Vorliegender Textauszug:
---------------

Aus ihrer ursprünglich unschlüssigen Gefühlslage heraus hätte sich Anna wahrscheinlich nicht eingestehen wollen, wie radikal sie ihre Lebenssituation ändern muss, um mit sich selbst einig und mit den anderen glücklich zu werden. Aber durch die ausführliche Arbeit mit allen Mitgliedern ihres „inneren Teams“ wurde ihr Bewusstsein dafür geschärft. Obwohl sie den Prozess im Grunde nur neutral „moderiert“ hatte, wurde daraus eine auf ihr Lebensproblem bezogene Selbstanalyse mit therapeutischer Wirkung. Und das ohne zermürbende innere Zerissenheit.
Übrigens zeigt die Null-Lösung (Vorschlag O), wo die Grenze der Zumutbarkeit liegt. Nichts an ihrem Verhalten zu ändern, das weiß Anna jetzt, würde sie und ihre Familie unglücklich machen. Noch schlechter als die Null-Lösung schneidet zu ihrem Erstaunen nur ihr ursprünglicher Geheimfavorit, Vorschlag A, ab. Jetzt gibt es keinen Zweifel mehr, dass Anna ihr verbissenes Karrierestreben aufgeben muss, damit noch wichtigere Aufgaben mehr Raum erhalten. Möglicherweise wird sie dann entspannter, gefestigter, erfahrener und sogar erfolgreicher sein.

---------------

Datensätze:
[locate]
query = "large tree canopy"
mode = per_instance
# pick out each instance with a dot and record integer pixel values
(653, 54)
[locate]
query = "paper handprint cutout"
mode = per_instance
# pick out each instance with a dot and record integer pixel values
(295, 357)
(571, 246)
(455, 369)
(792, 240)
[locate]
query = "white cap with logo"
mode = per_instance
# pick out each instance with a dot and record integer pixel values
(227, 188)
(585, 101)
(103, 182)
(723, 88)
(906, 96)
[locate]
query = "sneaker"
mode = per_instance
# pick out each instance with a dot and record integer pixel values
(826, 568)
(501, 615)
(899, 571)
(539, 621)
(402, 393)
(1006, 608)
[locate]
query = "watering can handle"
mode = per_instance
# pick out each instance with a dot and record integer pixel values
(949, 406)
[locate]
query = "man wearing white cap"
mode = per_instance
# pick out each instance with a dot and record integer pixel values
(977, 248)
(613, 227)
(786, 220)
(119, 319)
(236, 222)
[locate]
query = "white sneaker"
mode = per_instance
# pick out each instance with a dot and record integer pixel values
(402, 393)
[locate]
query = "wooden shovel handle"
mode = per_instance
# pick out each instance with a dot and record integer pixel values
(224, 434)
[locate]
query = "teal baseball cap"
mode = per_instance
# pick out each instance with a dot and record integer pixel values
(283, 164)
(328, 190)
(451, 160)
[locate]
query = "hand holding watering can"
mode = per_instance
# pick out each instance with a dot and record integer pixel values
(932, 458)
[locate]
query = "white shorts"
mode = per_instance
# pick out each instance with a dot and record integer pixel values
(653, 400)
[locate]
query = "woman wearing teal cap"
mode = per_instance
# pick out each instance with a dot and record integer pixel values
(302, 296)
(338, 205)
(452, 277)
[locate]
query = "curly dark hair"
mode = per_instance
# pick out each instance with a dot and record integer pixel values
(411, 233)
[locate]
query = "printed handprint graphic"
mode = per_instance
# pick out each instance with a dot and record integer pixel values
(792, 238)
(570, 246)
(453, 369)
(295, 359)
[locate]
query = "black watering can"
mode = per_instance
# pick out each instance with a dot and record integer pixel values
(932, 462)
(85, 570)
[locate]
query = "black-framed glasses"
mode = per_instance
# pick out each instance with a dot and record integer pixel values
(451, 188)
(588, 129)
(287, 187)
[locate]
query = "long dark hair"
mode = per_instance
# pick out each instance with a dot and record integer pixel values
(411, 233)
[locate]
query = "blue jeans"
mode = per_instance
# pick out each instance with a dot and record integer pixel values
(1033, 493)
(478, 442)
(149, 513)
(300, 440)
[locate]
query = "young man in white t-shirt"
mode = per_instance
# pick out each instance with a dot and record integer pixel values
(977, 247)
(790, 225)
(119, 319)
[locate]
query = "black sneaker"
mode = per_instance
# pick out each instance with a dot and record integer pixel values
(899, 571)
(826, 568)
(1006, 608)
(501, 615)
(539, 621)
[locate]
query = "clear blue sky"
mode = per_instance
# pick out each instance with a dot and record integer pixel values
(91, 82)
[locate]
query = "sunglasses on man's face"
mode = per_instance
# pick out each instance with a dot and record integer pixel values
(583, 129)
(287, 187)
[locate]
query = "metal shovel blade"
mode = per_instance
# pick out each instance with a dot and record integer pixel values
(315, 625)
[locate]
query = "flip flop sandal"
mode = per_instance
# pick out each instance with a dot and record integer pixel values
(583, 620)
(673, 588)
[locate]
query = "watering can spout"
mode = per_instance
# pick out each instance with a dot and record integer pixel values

---------------

Fragen zum Verständnis:
1 – Beantworten Sie die folgenden Fragen zum Textauszug über Annas Entscheidung.
(a) Mit allen Mitgliedern wovon hat Anna ausführlich gearbeitet?
(b) Welcher Vorschlag schneidet noch schlechter ab als die Null-Lösung?
(c) Was muss Anna aufgeben, damit noch wichtigere Aufgaben mehr Raum erhalten?
2 – Übertragen Sie diesen Satz aus dem Textauszug ins Englische: „Nichts an ihrem Verhalten zu ändern, das weiß Anna jetzt, würde sie und ihre Familie unglücklich machen.“

Lösungen der Übung:
1 –
(a) Mit allen Mitgliedern ihres „inneren Teams“.
(b) Vorschlag A, ihr ursprünglicher Geheimfavorit.
(c) Ihr verbissenes Karrierestreben.

2 – Changing nothing about her behavior, Anna now knows, would make her and her family unhappy.